» GOAL OF THE EXERCISE:
Copy each of the entries below line for line, changing nothing.
------
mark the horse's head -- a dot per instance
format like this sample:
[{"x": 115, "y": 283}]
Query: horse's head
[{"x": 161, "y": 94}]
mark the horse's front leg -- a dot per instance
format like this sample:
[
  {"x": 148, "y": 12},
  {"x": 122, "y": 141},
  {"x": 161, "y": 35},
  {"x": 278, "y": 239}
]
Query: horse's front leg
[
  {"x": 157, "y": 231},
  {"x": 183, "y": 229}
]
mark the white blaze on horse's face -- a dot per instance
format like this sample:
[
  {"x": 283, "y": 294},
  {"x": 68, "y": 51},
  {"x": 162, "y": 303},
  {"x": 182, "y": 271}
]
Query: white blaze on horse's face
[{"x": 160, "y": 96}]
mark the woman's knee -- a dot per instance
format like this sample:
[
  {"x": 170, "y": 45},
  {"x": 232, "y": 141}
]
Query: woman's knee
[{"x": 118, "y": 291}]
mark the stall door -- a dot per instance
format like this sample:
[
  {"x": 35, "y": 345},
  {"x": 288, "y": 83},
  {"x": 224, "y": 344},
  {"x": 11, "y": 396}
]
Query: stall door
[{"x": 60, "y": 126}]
------
» FULL RESPONSE:
mark the horse's head -- a dot per instance
format like this sample:
[{"x": 115, "y": 283}]
Query: horse's head
[{"x": 161, "y": 94}]
mark the horse's front leg -- a dot per instance
format like this sample:
[
  {"x": 148, "y": 12},
  {"x": 122, "y": 141},
  {"x": 161, "y": 35},
  {"x": 278, "y": 239}
]
Query: horse's front leg
[
  {"x": 157, "y": 231},
  {"x": 183, "y": 229}
]
mark the white blaze on horse's face -- a dot per instance
format like this sample:
[
  {"x": 283, "y": 294},
  {"x": 68, "y": 51},
  {"x": 162, "y": 303},
  {"x": 182, "y": 271}
]
Query: white blaze on horse's face
[{"x": 160, "y": 96}]
mark the woman's knee -- a dot per instance
format like this sample:
[
  {"x": 170, "y": 45},
  {"x": 232, "y": 141}
]
Query: woman's knee
[{"x": 118, "y": 291}]
mark the stall door -- a dot per instance
format like this sample:
[
  {"x": 35, "y": 345},
  {"x": 288, "y": 83},
  {"x": 224, "y": 344},
  {"x": 11, "y": 396}
]
Query: stall door
[{"x": 60, "y": 126}]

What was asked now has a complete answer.